U.S. health care trends in 2014 were heavily influenced by the escalating effects of the Affordable Care Act and the increasing influence of technology on all areas of the health care industry. A growing primary care physician shortage and a movement toward bigger health care systems embracing a continuum of care concept will continue to shape the industry into 2015. Here is a look back at the top trends of 2014.
Large health care groups keep getting bigger. The 2014 health care trend toward mergers and acquisitions continues to produce large systems with lower operating costs. More extensive groups provide health care consumers with larger physician pools and more entry points, while new delivery systems help minimize the effects of the looming primary care physician shortage. Larger groups have more funds for branding and advertising, which are increasingly important to cost- and benefit-conscious health care consumers.
The Affordable Care Act has boosted the health care trend towards employer-provider partnerships. More companies are providing on-site clinics and private insurance exchanges. Partnerships between large employers and outside medical groups keep health care costs low and encourage employees to seek preventive services before problems arise. Sharing health care information on company websites and providing electronic health care advice is another way companies are working to keep their workforce healthy and informed.
Millenials are driving the health care trend toward more technology. High tech is permeating the industry in every area from health information to personal care devices to hospital delivery systems. In 2014, more patients than ever accessed health care advice through long-distance telehealth programs, virtual office visits and mobile health applications, and this movement is expected to grow in 2015. In some markets, electronic prescriptions have become the norm. On the business end, health care systems regularly use analytic software to analyze big data to fine-tune their delivery models.

MATERIAL SHOWN:
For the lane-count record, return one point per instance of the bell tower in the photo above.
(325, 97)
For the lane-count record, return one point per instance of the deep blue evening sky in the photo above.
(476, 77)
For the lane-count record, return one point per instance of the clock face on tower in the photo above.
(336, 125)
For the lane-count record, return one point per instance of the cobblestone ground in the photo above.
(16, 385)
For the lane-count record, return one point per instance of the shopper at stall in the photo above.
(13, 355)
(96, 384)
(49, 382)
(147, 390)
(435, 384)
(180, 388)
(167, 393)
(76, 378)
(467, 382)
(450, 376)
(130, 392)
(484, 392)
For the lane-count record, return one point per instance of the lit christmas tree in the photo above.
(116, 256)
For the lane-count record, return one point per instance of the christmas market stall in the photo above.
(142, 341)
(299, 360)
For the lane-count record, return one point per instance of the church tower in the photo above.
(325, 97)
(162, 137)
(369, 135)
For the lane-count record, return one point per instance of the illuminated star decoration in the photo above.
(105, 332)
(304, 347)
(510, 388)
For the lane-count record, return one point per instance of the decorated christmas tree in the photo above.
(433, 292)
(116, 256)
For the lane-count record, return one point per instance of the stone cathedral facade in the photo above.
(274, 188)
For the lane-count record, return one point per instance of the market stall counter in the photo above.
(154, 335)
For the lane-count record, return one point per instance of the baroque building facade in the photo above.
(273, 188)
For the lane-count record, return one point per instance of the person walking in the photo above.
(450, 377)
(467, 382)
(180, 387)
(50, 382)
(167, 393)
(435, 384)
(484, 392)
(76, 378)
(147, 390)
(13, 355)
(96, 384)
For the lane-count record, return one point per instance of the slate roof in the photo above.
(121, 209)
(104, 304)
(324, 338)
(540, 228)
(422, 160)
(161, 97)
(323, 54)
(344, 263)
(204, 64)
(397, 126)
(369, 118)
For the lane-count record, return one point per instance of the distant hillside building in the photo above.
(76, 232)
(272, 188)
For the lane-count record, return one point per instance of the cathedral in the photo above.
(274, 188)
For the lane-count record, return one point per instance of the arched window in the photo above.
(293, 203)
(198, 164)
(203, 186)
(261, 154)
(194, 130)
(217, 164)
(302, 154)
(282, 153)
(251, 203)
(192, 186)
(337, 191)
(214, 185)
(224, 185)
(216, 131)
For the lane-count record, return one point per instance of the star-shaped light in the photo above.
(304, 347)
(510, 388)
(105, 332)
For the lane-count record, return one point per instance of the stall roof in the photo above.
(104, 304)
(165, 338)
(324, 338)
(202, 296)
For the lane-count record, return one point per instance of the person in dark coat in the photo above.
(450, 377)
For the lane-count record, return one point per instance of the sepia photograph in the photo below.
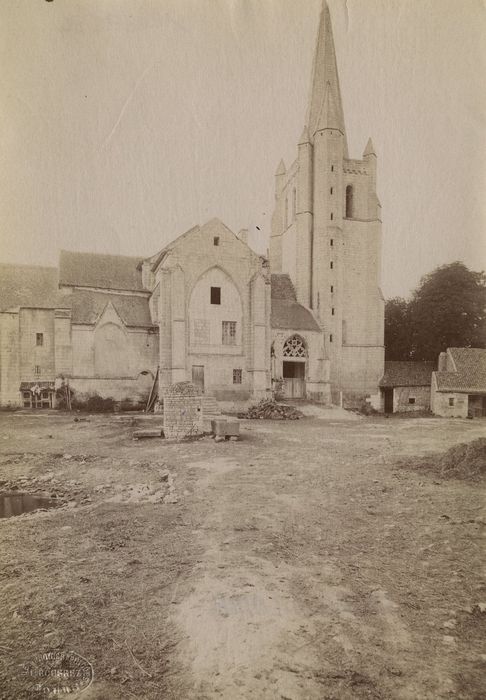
(242, 350)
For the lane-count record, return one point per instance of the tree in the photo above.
(397, 329)
(448, 309)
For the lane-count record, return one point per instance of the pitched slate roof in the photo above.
(29, 285)
(102, 271)
(470, 374)
(407, 374)
(87, 306)
(286, 311)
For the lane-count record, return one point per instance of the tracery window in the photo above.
(294, 347)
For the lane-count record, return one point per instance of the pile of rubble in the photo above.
(271, 410)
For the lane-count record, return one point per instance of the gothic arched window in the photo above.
(294, 347)
(349, 202)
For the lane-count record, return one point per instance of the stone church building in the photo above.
(307, 321)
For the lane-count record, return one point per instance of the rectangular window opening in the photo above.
(215, 295)
(229, 332)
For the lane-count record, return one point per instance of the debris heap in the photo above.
(271, 410)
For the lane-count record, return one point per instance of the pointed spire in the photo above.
(325, 100)
(370, 149)
(304, 137)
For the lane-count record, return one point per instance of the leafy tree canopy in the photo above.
(448, 309)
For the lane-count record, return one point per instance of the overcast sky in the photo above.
(125, 122)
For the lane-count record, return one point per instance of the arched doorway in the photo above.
(293, 367)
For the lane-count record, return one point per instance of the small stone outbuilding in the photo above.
(459, 385)
(405, 386)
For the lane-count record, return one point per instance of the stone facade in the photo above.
(326, 233)
(183, 415)
(205, 308)
(213, 310)
(459, 385)
(405, 387)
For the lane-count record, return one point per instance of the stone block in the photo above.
(218, 427)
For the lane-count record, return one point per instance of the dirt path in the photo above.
(317, 571)
(299, 563)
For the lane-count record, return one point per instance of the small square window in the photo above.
(229, 332)
(215, 295)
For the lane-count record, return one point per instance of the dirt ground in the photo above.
(300, 563)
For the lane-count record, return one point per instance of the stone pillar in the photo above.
(260, 336)
(183, 415)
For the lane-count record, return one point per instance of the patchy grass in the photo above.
(464, 461)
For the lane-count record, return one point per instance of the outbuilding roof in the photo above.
(102, 271)
(31, 286)
(469, 374)
(406, 373)
(87, 306)
(286, 311)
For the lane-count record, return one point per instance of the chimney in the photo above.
(243, 236)
(442, 366)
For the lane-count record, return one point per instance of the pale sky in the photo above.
(125, 122)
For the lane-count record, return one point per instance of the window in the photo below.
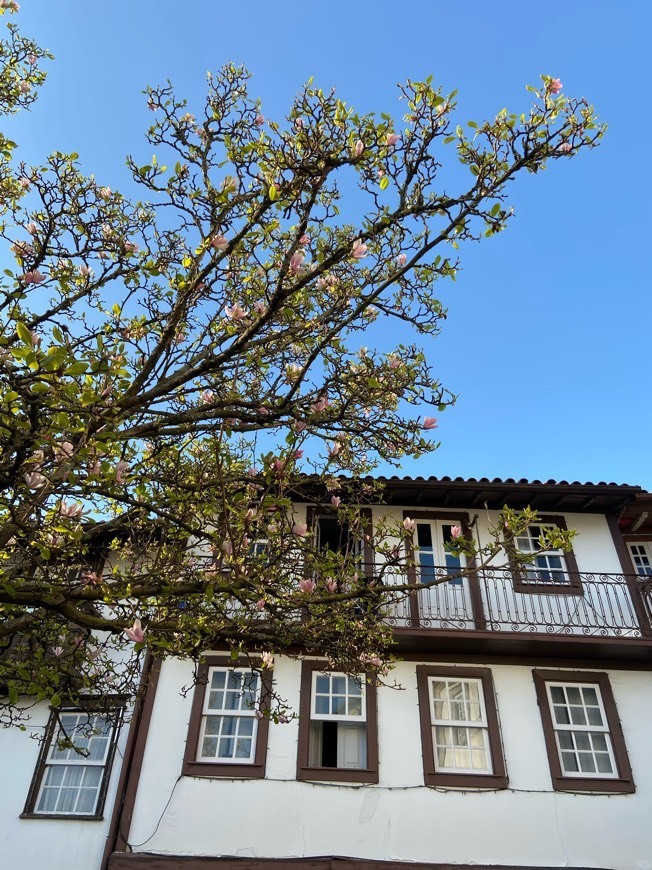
(586, 749)
(337, 726)
(227, 736)
(72, 774)
(553, 570)
(459, 728)
(642, 558)
(432, 554)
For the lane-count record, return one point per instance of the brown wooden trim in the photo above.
(432, 777)
(90, 706)
(574, 585)
(144, 861)
(560, 781)
(627, 566)
(192, 767)
(334, 774)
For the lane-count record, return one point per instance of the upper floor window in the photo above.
(459, 728)
(549, 571)
(337, 726)
(227, 735)
(586, 749)
(642, 558)
(74, 765)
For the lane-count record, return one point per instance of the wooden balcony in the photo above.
(588, 615)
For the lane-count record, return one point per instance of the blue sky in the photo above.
(547, 341)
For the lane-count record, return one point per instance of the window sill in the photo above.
(336, 774)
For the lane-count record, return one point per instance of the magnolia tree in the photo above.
(177, 372)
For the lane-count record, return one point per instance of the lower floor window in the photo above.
(74, 765)
(586, 749)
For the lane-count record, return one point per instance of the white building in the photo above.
(519, 737)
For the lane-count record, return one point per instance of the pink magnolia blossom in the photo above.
(120, 468)
(236, 312)
(71, 511)
(35, 480)
(136, 634)
(220, 243)
(296, 262)
(33, 277)
(320, 405)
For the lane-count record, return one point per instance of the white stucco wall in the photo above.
(399, 819)
(59, 844)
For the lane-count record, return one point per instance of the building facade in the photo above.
(517, 734)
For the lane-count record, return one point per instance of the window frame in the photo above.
(519, 569)
(369, 774)
(233, 770)
(111, 708)
(498, 778)
(623, 783)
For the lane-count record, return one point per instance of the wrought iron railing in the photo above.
(603, 605)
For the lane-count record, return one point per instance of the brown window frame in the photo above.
(192, 767)
(574, 585)
(335, 774)
(624, 782)
(114, 707)
(496, 780)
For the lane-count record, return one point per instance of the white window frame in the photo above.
(242, 712)
(467, 724)
(80, 727)
(574, 728)
(439, 551)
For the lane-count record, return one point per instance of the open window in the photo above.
(74, 766)
(337, 726)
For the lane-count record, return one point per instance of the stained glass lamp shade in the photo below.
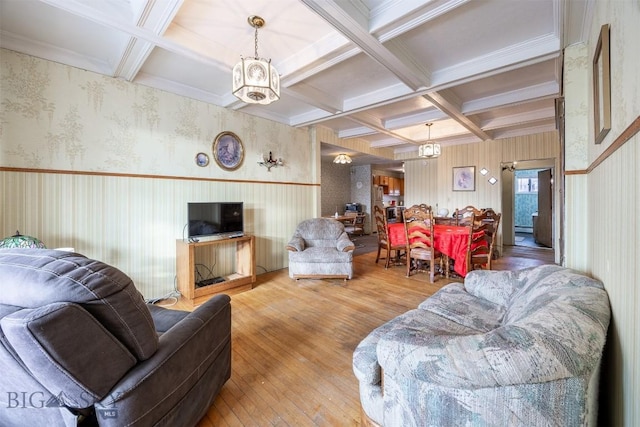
(21, 241)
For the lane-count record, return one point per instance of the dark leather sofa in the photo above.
(78, 345)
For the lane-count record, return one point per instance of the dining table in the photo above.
(450, 240)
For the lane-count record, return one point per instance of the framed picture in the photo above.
(602, 86)
(202, 159)
(464, 178)
(228, 150)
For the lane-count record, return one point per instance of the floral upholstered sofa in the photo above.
(516, 348)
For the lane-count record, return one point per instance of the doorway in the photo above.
(528, 196)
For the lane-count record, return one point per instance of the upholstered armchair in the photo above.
(320, 248)
(78, 345)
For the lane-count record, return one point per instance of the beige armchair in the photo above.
(320, 248)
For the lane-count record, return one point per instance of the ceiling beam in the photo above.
(354, 27)
(454, 112)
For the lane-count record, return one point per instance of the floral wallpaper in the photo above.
(58, 117)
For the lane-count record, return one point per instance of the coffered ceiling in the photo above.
(371, 69)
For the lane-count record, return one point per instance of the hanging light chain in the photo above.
(256, 40)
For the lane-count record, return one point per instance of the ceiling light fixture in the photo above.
(342, 159)
(430, 149)
(255, 80)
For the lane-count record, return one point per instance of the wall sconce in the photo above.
(270, 162)
(509, 166)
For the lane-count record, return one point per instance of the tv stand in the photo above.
(242, 280)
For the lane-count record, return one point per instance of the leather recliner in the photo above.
(79, 343)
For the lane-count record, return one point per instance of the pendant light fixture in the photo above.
(255, 80)
(430, 149)
(342, 159)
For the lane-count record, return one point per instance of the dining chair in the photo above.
(383, 238)
(461, 216)
(420, 249)
(481, 249)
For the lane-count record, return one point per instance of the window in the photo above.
(527, 185)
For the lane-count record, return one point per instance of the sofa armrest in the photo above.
(344, 243)
(296, 244)
(68, 351)
(155, 387)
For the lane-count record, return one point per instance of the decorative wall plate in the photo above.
(228, 150)
(202, 159)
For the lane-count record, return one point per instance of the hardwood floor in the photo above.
(292, 342)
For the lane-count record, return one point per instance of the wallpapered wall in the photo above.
(336, 188)
(107, 167)
(604, 248)
(59, 117)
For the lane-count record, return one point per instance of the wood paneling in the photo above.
(133, 222)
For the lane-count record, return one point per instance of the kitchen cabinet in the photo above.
(392, 186)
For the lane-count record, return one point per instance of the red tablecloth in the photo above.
(451, 240)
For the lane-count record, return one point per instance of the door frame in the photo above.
(508, 199)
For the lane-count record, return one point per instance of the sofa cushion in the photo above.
(454, 303)
(78, 365)
(495, 286)
(323, 255)
(37, 277)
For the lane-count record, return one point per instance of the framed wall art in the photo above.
(202, 159)
(602, 86)
(228, 151)
(464, 178)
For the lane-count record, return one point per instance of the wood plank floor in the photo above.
(292, 342)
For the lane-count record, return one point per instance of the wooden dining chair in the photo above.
(420, 250)
(462, 216)
(383, 238)
(481, 248)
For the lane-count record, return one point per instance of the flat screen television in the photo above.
(215, 219)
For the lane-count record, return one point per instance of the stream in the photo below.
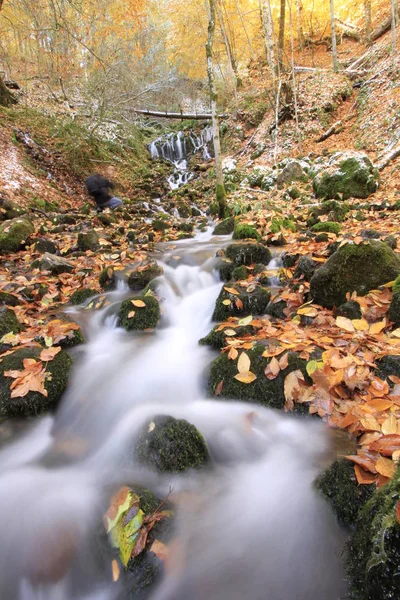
(258, 530)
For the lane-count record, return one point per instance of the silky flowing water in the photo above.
(258, 530)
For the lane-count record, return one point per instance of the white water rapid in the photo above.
(257, 530)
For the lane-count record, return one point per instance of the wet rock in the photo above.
(171, 445)
(353, 268)
(345, 175)
(247, 254)
(14, 233)
(143, 273)
(251, 302)
(88, 241)
(262, 390)
(339, 485)
(44, 245)
(34, 402)
(373, 552)
(350, 310)
(133, 317)
(225, 227)
(8, 321)
(55, 264)
(80, 296)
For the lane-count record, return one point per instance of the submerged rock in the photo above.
(171, 445)
(34, 402)
(353, 268)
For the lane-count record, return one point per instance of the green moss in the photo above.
(262, 390)
(8, 321)
(328, 226)
(141, 276)
(171, 445)
(373, 552)
(243, 231)
(339, 485)
(88, 241)
(144, 318)
(242, 304)
(248, 254)
(13, 233)
(80, 296)
(353, 268)
(34, 402)
(108, 279)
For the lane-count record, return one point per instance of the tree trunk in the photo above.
(281, 40)
(219, 178)
(334, 46)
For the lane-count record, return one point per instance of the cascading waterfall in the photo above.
(176, 147)
(259, 529)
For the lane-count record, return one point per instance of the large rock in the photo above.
(353, 268)
(345, 175)
(33, 402)
(14, 233)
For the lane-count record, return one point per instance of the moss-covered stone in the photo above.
(143, 273)
(244, 303)
(339, 485)
(268, 392)
(373, 552)
(34, 402)
(171, 445)
(80, 296)
(394, 308)
(225, 227)
(134, 318)
(108, 279)
(14, 233)
(247, 254)
(327, 226)
(8, 321)
(359, 268)
(345, 175)
(243, 231)
(88, 240)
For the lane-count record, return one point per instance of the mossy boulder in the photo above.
(14, 233)
(339, 485)
(327, 226)
(251, 302)
(345, 175)
(8, 321)
(359, 268)
(170, 445)
(143, 273)
(88, 240)
(225, 227)
(268, 392)
(108, 279)
(80, 296)
(33, 403)
(373, 552)
(394, 308)
(136, 318)
(243, 231)
(248, 254)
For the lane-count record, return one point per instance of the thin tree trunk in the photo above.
(281, 39)
(219, 178)
(334, 46)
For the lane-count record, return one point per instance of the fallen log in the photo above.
(335, 128)
(187, 116)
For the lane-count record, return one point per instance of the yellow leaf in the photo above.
(246, 377)
(243, 363)
(360, 324)
(344, 323)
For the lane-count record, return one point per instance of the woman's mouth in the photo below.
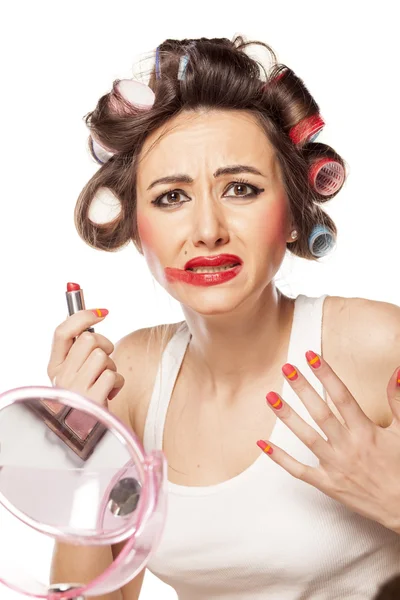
(206, 270)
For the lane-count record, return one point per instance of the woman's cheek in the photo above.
(271, 225)
(144, 230)
(149, 242)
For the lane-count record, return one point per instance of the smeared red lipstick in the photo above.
(213, 261)
(186, 275)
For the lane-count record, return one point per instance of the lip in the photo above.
(213, 261)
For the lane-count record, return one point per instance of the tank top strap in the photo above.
(167, 373)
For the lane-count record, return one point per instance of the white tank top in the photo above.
(264, 535)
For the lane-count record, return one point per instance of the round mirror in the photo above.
(72, 474)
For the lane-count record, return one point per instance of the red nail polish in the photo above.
(264, 447)
(313, 359)
(274, 400)
(100, 312)
(290, 372)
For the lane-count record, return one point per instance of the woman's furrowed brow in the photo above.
(229, 170)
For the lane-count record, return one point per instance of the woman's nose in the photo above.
(209, 226)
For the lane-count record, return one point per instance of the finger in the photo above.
(67, 331)
(107, 381)
(307, 434)
(318, 409)
(85, 344)
(347, 406)
(291, 465)
(393, 394)
(97, 362)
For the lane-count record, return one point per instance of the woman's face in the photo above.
(222, 196)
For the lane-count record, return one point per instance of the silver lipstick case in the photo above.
(76, 302)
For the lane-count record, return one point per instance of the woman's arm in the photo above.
(361, 342)
(136, 357)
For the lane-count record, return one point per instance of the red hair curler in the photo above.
(307, 129)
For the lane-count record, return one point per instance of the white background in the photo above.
(59, 58)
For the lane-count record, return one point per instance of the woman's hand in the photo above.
(84, 366)
(359, 462)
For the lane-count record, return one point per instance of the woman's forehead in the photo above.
(210, 139)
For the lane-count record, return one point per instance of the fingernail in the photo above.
(274, 400)
(100, 312)
(290, 372)
(313, 359)
(113, 393)
(264, 447)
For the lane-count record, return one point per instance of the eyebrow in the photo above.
(230, 170)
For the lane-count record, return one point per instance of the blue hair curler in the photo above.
(321, 241)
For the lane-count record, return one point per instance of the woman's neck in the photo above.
(233, 349)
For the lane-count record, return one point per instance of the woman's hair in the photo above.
(219, 75)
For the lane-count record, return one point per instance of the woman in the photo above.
(217, 174)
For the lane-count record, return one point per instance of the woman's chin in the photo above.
(210, 301)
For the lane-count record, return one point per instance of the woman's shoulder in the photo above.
(137, 357)
(361, 342)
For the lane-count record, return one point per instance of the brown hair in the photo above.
(390, 590)
(219, 75)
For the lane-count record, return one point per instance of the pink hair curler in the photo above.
(327, 176)
(128, 97)
(49, 494)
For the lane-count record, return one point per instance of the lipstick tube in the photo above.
(77, 429)
(75, 300)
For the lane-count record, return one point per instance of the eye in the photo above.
(242, 189)
(170, 198)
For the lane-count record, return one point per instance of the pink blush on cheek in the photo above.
(272, 224)
(144, 230)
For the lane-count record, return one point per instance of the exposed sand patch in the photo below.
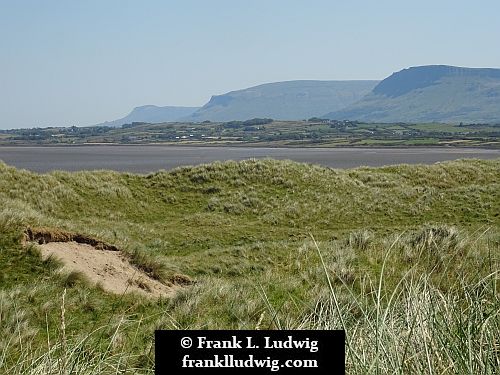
(111, 269)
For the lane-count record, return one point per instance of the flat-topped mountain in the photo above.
(291, 100)
(430, 93)
(152, 114)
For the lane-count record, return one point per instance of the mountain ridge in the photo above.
(285, 100)
(439, 93)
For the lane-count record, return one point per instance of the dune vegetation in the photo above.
(404, 258)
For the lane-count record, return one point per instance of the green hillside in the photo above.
(292, 100)
(405, 258)
(430, 93)
(152, 114)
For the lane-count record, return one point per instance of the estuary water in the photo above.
(150, 158)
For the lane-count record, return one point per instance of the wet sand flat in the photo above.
(150, 158)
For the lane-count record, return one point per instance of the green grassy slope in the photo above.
(411, 250)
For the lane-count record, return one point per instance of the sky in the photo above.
(65, 63)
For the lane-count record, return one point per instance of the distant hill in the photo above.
(430, 93)
(291, 100)
(152, 114)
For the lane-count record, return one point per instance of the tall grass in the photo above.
(414, 327)
(405, 258)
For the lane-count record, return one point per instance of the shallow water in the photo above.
(144, 159)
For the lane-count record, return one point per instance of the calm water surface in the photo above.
(144, 159)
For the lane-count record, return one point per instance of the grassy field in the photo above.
(266, 132)
(404, 258)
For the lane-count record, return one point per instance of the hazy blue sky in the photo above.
(83, 62)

EXERCISES TO COMPLETE:
1/ Reproduce the part of the 2014 health care trends text that runs from "Large health care" down to "health care consumers.".
2/ Write the next part of the piece on 2014 U.S. health care trends, picking up after its last paragraph.

RESPONSES IN ORDER:
1/
Large health care groups keep getting bigger. The 2014 health care trend toward mergers and acquisitions continues to produce large systems with lower operating costs. More extensive groups provide health care consumers with larger physician pools and more entry points, while new delivery systems help minimize the effects of the looming primary care physician shortage. Larger groups have more funds for branding and advertising, which are increasingly important to cost- and benefit-conscious health care consumers.

2/
Savvy consumers want information, and health care systems continue to deliver. Public access to the costs and benefits of medical procedures, drugs and preventive care have become common at provider and insurance websites, and in brochures available at doctors' offices, clinics and hospitals. Outside organizations also provide consumers with unbiased evidence on the effectiveness of medical procedures and medications, allowing them to make better health care decisions.
The health care trend toward job growth was a welcome sight in 2014. The fourth quarter alone saw the addition of an average of 36,000 jobs per month, according to the U.S. Bureau of Labor Statistics. The yearly growth rate was 2.1 percent, up from 1.7 percent the previous five years. The increase in jobs follows an increase in health care spending, which may be related to more insured Americans due to the Affordable Care Act. More analysis is necessary, but the health care industry is hopeful that the trend will continue into the future.
The top 2014 health care trends paint a positive picture for the industry moving into 2015. Look for greater technology, transparency and job growth in particular to revitalize health care for the next few years. Expect more job growth as the number of insured Americans continue to grow.